▸ What the exercise asks
Using the entries below, quote exactly the span of lines that begins with the line containing "of the gray" and ends with the final line.

┌────────

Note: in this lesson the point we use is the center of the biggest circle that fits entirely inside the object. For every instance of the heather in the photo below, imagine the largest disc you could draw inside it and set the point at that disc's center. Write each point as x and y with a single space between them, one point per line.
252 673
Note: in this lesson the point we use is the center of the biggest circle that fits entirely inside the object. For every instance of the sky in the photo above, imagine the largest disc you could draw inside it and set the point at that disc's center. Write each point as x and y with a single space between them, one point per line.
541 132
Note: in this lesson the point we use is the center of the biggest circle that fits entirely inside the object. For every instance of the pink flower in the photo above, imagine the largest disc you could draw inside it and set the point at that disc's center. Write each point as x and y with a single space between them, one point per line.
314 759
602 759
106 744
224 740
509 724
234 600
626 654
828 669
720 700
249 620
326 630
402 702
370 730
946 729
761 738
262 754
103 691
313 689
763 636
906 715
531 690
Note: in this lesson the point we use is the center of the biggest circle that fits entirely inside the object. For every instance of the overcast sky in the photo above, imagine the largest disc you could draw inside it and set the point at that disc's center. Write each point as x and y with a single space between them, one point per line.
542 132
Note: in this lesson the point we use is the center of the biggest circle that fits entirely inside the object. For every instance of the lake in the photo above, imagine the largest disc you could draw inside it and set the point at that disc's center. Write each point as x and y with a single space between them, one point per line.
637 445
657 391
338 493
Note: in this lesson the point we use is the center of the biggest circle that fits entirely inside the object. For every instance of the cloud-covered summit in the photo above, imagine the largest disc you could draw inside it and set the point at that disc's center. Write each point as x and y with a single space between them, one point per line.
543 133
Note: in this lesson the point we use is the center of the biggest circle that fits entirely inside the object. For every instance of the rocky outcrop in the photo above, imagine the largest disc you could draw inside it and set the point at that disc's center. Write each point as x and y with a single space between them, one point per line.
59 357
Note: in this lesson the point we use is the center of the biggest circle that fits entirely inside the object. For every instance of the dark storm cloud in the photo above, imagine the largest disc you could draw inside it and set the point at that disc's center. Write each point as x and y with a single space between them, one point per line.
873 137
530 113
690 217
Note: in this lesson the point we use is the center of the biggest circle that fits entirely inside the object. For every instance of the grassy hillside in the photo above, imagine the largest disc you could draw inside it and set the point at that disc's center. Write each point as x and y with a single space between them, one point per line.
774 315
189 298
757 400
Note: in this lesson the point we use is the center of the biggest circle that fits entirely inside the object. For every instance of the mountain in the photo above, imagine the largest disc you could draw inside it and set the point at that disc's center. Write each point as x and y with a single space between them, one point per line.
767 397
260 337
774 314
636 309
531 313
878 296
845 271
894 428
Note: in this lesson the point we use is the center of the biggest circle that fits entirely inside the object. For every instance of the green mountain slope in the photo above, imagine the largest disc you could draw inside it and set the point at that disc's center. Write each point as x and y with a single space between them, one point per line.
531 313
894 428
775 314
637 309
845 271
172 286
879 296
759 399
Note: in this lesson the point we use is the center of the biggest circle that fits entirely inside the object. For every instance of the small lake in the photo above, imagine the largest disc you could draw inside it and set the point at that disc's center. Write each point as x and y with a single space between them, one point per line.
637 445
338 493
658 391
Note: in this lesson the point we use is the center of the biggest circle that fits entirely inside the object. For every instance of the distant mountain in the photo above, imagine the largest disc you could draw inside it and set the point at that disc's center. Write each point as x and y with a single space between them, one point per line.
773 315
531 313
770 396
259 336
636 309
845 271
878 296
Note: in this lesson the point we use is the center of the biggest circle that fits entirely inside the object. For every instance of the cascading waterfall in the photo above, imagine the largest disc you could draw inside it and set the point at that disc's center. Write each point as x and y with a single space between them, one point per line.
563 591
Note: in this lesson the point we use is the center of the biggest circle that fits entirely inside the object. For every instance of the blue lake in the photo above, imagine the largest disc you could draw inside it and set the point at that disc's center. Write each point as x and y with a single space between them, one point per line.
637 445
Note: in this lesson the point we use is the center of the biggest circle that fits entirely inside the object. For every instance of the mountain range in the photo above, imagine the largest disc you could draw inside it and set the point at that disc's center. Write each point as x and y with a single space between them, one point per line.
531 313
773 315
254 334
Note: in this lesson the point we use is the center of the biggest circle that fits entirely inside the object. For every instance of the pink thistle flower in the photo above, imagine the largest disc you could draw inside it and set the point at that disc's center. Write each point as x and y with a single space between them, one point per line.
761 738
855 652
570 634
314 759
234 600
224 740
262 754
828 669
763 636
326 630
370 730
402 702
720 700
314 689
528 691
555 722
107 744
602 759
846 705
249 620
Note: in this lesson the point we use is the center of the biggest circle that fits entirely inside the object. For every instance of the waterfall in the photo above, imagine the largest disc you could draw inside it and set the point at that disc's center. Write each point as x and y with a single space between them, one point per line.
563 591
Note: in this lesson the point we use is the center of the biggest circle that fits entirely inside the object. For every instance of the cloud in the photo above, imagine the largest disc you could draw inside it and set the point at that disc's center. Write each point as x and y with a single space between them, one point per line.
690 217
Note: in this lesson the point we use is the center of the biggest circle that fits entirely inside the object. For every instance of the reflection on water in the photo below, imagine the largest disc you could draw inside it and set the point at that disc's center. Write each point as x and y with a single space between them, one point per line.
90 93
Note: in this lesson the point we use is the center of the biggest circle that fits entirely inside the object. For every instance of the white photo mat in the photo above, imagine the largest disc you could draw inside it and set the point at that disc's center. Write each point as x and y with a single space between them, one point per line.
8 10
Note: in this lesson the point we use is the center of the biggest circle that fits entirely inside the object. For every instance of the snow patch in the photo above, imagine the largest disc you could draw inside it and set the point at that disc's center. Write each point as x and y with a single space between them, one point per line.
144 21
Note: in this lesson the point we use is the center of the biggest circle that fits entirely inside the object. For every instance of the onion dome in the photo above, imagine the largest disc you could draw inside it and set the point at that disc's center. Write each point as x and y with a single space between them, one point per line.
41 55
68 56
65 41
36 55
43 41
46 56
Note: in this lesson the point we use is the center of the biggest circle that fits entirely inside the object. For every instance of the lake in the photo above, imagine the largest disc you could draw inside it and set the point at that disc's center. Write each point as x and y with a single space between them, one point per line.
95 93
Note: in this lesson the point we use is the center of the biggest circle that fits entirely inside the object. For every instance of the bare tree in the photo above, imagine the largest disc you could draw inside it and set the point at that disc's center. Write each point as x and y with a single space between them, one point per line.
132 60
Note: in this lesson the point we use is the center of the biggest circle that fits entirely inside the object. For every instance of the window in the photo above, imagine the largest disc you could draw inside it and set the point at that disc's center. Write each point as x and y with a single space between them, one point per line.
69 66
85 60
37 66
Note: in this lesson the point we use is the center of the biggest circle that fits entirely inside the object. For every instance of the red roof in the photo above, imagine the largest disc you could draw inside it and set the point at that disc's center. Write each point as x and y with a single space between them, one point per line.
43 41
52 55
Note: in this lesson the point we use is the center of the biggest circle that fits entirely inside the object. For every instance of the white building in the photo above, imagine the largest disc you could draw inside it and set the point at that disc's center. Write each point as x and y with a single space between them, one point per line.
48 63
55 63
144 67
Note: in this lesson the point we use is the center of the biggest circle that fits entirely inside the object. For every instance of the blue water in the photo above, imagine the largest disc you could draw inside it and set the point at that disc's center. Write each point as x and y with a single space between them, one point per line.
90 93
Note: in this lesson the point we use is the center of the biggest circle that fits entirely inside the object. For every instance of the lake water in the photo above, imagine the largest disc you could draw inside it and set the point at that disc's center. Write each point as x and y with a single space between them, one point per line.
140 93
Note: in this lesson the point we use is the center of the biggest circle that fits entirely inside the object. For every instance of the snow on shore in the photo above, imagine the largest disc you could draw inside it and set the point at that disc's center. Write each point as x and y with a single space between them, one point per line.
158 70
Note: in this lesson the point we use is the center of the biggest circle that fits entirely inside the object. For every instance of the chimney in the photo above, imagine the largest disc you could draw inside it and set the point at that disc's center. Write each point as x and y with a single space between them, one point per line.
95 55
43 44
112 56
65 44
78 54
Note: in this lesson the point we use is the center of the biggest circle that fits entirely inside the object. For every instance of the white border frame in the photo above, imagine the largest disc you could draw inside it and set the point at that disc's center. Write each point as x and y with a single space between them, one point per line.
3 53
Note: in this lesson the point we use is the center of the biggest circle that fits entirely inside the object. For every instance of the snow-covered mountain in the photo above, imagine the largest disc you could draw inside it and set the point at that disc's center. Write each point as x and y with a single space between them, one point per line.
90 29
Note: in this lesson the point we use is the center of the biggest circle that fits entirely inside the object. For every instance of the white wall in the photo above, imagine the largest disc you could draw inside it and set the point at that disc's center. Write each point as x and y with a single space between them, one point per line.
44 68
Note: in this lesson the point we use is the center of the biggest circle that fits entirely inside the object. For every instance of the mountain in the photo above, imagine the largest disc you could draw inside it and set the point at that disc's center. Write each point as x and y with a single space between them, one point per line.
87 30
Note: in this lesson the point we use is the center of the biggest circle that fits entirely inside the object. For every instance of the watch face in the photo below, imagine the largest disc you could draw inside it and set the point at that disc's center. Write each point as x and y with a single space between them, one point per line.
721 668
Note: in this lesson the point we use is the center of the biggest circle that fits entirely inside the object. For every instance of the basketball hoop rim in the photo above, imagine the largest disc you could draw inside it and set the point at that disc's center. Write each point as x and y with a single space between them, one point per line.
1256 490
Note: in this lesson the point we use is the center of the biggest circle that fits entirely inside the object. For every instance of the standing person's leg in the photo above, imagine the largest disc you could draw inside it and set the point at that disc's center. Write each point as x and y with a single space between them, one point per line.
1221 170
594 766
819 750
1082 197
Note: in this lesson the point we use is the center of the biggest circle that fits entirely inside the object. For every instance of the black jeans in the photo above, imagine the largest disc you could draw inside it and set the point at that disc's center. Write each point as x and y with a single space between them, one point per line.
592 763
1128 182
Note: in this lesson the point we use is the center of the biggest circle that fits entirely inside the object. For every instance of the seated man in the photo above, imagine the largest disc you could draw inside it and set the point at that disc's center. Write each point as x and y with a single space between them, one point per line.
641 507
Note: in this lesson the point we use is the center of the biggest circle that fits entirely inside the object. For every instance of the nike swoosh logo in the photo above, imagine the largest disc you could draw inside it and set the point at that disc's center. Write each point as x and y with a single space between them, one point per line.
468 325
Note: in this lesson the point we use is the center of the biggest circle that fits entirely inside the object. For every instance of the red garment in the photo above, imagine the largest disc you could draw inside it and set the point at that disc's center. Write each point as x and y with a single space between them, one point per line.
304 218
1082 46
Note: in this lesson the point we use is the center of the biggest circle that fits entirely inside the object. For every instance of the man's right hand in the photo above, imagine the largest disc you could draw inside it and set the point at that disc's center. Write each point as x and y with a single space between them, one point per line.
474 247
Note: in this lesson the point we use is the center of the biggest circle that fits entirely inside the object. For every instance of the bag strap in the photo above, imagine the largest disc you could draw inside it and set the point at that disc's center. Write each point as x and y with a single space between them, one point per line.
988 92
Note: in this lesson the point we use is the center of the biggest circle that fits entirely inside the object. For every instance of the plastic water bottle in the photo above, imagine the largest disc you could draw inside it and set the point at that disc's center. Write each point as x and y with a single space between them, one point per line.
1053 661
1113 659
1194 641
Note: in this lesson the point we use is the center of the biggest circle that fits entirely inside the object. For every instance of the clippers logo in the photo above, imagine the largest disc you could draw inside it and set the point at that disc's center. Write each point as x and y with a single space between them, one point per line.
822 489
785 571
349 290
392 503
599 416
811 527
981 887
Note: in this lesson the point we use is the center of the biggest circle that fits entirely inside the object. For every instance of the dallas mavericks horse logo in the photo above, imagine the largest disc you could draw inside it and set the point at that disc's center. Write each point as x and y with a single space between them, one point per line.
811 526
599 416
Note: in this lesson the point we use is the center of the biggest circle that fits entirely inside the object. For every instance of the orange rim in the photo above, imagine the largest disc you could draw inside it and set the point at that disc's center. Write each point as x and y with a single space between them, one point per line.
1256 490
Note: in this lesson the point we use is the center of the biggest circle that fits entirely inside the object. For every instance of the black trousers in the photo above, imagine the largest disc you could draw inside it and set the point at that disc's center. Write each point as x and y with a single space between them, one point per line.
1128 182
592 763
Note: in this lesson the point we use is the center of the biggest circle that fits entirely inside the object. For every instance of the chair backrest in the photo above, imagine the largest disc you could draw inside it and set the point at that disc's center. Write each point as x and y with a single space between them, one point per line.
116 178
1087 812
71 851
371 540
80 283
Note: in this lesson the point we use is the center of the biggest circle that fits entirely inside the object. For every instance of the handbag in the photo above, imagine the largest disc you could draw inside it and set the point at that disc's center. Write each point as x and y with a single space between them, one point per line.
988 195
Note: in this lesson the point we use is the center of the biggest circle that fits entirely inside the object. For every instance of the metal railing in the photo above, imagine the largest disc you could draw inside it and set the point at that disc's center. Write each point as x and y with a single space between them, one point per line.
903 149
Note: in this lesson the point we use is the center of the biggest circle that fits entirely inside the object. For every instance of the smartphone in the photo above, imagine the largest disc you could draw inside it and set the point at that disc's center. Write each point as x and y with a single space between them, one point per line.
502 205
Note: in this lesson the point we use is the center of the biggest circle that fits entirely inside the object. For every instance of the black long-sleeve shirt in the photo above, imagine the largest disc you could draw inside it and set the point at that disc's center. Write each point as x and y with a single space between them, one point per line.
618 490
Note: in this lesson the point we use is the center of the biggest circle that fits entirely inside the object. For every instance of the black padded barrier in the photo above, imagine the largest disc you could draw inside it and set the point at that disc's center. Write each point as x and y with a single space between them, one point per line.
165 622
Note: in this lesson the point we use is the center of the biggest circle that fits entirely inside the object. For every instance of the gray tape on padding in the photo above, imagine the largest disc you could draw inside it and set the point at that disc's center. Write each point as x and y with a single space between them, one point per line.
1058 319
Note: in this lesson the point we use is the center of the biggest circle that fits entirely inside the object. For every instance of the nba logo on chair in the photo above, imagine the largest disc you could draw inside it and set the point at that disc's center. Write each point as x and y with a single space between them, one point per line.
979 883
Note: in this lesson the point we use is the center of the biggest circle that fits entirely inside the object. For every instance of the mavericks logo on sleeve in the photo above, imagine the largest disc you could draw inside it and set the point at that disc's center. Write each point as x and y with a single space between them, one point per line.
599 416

└────────

▸ Complete output
Note: in this lesson the point we use is the center of the biggest circle that fits entirely inside the object. For every instance of the gray tape on padding in the photo above, imagine the largest disc you could draw inside it and set the point at that disc's center. Write each point as x and y with a single space between them, one point per line.
1058 319
Note: in this lesson the point we use is the center of the biggest circle that fits entirely inside the object. For every instance of the nba logo on chair in the photo above, imagine the largest disc you could draw inside it and set the point at that disc's center. Write each point as x and y with a single space between them, one point per line.
979 883
Note: in this lesson the point we use is the center of the biggest circle that fits entirely inside the object. For every instance of the mavericks logo on sleeve in the photo above, imagine the largest disc you could draw inside it and set the point at that disc's center. Write each point as x and y with a single space between them, one point per line.
599 416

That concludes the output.